EXERCISE PROMPT:
Output as a JSON list of strings, one string per line with blank lines omitted, the rows starting at the first line and ending at the line that contains "point(387, 301)", both ends included.

(Stored data entries)
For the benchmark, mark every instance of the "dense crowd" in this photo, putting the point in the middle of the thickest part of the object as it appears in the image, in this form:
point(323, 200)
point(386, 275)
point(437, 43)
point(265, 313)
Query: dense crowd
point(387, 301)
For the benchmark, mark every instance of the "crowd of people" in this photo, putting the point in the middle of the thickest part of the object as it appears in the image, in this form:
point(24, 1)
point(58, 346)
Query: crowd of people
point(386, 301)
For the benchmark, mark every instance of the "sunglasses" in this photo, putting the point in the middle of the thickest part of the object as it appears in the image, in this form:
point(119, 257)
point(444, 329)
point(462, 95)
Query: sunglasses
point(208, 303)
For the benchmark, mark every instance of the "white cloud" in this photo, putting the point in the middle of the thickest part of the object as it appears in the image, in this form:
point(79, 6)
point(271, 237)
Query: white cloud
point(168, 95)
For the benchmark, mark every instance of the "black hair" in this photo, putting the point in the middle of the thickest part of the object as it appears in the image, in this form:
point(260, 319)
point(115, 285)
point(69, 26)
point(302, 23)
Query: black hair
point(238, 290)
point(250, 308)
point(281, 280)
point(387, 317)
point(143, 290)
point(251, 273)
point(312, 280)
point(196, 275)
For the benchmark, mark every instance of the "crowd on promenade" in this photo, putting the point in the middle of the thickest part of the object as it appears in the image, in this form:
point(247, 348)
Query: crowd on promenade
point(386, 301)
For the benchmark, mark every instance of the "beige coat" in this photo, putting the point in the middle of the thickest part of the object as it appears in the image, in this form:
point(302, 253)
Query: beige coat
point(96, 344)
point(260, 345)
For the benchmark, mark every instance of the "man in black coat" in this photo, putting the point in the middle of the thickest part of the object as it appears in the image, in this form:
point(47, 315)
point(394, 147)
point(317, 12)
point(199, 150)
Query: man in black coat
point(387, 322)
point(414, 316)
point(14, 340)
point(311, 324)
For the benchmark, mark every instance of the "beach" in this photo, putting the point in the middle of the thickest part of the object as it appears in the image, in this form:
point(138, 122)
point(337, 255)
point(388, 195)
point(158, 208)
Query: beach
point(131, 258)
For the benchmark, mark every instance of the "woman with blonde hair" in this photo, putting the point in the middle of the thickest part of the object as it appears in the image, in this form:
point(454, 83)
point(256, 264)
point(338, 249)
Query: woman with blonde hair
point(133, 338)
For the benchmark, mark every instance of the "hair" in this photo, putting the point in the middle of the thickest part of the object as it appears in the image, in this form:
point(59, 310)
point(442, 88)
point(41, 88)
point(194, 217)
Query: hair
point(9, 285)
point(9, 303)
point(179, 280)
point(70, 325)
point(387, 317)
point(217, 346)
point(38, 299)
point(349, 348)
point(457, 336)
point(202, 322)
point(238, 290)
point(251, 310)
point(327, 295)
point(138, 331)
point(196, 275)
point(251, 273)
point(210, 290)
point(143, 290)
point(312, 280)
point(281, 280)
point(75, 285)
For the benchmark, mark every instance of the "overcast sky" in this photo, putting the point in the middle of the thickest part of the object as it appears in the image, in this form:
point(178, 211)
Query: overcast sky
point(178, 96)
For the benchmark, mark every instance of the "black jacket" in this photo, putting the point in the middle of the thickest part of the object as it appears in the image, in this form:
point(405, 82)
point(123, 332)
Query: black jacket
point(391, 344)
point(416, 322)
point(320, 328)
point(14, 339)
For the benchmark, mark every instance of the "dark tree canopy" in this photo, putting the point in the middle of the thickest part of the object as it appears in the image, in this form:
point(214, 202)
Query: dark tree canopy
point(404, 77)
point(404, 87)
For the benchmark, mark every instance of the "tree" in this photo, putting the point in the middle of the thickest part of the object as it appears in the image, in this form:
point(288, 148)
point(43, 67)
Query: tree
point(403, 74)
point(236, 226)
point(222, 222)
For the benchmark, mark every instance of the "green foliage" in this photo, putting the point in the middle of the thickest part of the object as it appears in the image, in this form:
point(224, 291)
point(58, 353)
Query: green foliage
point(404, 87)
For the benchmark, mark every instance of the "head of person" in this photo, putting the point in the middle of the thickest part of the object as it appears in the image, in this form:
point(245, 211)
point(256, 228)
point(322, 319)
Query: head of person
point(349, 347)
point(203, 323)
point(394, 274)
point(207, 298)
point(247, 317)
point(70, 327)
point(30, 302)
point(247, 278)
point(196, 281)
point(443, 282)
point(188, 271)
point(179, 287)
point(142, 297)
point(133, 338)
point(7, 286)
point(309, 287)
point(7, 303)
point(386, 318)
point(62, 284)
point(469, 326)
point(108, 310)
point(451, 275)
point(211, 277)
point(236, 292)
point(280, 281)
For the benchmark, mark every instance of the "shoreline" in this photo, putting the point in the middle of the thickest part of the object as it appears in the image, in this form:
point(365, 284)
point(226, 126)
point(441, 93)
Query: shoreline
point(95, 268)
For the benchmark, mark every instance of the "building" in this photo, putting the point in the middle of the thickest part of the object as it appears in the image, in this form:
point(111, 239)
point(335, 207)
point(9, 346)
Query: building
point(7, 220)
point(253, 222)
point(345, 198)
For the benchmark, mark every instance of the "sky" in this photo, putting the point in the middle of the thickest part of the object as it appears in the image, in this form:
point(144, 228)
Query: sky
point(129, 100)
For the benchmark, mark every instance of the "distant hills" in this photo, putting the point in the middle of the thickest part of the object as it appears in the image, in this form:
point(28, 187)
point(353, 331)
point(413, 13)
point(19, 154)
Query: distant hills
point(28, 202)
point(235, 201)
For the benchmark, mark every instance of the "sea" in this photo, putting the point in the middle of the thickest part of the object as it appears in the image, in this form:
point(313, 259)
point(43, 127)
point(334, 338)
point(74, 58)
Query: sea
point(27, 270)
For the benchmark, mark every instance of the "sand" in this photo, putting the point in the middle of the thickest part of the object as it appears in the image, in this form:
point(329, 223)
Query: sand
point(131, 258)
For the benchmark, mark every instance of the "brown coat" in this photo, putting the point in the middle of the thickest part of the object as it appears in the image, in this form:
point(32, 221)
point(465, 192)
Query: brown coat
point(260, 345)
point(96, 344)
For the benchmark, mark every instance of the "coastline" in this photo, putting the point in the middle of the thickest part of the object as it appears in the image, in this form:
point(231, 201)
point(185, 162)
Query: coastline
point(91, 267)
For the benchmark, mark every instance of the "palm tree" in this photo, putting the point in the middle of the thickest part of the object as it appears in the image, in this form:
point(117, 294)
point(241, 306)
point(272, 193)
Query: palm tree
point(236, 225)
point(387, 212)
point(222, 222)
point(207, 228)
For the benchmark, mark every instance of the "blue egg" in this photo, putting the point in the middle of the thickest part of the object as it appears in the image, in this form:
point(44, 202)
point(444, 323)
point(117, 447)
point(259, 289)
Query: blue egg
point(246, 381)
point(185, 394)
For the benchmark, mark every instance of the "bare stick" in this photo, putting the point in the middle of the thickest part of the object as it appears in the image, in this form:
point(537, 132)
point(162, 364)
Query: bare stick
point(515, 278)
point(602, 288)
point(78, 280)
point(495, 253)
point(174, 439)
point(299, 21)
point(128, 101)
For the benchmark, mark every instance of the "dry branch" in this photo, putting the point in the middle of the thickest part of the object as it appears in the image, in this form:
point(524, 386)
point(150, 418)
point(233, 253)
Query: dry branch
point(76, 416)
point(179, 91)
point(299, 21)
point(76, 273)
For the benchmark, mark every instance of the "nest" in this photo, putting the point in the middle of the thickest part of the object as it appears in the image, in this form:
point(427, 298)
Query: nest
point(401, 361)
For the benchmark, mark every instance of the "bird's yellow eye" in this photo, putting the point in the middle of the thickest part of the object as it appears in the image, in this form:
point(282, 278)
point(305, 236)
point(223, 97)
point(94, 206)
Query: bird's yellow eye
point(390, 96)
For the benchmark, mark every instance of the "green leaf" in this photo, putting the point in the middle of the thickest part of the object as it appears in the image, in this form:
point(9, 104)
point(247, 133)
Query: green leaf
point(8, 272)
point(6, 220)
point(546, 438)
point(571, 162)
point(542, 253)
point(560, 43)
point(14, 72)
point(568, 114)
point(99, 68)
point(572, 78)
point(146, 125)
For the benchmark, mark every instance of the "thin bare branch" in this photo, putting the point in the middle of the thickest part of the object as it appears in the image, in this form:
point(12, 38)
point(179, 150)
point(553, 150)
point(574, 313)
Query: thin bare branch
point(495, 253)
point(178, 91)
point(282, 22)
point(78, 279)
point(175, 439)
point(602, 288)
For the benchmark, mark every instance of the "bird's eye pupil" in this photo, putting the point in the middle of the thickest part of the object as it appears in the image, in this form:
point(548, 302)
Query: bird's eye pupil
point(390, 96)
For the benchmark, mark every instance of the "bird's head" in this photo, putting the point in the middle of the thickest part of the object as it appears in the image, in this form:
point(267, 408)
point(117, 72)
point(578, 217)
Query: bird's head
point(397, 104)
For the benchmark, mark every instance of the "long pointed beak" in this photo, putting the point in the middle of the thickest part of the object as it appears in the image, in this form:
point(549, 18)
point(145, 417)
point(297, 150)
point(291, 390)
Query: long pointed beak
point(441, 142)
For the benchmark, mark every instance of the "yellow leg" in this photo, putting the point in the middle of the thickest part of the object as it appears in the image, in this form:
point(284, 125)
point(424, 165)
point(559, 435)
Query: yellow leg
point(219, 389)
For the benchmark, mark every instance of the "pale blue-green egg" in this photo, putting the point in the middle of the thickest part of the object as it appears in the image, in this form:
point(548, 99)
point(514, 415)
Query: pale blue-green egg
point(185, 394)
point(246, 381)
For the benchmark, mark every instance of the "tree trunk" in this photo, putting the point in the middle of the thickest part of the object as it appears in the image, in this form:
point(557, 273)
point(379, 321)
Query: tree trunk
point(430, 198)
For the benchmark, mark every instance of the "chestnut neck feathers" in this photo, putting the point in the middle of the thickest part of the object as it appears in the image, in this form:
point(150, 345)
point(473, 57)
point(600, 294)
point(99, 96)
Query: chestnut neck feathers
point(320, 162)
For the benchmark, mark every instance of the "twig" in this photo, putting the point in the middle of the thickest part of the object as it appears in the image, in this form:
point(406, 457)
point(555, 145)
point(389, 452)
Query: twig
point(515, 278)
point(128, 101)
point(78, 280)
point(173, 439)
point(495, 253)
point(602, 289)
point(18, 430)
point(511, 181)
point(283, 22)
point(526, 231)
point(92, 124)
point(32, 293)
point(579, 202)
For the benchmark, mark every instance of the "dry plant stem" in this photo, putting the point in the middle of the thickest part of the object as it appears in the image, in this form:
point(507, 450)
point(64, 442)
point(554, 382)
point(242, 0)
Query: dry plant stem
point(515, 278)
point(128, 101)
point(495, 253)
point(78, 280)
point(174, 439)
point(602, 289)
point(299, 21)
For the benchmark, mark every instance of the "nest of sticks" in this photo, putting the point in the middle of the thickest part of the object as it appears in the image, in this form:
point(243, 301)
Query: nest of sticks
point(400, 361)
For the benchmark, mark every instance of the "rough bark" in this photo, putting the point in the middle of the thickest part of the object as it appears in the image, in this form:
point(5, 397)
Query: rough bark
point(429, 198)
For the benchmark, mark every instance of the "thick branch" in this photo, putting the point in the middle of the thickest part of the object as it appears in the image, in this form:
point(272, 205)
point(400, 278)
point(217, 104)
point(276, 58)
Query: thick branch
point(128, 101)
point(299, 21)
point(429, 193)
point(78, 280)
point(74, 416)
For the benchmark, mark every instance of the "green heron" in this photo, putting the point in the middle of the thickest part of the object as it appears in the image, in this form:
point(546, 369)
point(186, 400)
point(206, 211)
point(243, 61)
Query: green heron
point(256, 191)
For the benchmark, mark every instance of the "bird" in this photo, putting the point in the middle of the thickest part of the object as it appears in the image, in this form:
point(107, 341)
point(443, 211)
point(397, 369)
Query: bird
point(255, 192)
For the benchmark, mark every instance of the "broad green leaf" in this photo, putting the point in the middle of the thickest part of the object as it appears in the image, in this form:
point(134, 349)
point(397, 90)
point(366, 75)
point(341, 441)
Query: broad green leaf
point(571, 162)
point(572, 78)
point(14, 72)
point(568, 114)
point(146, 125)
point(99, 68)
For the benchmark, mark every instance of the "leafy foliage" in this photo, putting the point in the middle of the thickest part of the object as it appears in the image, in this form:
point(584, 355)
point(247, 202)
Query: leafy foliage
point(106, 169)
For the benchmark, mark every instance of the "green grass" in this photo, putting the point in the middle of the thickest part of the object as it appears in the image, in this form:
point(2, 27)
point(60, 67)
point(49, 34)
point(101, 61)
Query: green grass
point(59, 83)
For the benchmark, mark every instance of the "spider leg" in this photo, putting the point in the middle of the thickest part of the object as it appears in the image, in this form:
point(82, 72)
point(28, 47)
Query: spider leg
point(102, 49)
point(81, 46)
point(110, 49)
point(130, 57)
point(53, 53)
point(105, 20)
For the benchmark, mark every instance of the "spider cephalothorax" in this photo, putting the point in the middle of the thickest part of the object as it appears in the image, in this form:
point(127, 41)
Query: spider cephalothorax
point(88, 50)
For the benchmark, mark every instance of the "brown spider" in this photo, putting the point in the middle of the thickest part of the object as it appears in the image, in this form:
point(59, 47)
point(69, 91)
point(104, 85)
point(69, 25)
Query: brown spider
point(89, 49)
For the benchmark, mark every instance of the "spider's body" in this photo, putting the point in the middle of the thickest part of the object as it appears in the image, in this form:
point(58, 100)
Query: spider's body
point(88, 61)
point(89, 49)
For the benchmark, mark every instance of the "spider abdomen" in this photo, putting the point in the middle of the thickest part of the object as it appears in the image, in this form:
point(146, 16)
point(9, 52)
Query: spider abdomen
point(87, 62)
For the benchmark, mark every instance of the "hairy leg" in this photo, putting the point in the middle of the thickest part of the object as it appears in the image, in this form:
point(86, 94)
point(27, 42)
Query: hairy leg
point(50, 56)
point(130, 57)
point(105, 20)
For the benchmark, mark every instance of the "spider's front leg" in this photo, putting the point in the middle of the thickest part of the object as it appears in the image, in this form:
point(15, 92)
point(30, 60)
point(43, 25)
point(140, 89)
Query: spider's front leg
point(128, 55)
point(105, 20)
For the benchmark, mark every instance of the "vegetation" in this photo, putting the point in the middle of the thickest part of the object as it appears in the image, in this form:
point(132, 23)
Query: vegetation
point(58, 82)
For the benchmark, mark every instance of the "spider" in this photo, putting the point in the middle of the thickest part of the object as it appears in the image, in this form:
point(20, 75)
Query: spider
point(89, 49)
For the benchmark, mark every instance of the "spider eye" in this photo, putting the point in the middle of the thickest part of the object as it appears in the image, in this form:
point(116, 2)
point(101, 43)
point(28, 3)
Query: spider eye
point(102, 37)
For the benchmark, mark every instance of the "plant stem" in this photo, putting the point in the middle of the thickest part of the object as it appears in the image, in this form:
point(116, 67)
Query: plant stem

RIGHT ANSWER:
[
  "For the benchmark, mark every instance of the \"dense crowd\" in this photo, putting the point in the middle of the thickest part of the object as it appears in the image, in this form:",
  "point(323, 200)",
  "point(386, 275)",
  "point(437, 43)",
  "point(265, 313)",
  "Query: dense crowd",
  "point(387, 301)"
]